# The problem
All records after this line are to be returned verbatim.

# Record extracts
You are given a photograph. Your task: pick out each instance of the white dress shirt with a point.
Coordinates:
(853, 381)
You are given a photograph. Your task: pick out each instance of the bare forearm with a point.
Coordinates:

# Result of this exercise
You are given a photograph. Your task: pick out each instance of the white dress shirt with a point.
Coordinates:
(853, 381)
You are given a photograph. Your task: pick out each instance of the bare forearm with a point.
Coordinates:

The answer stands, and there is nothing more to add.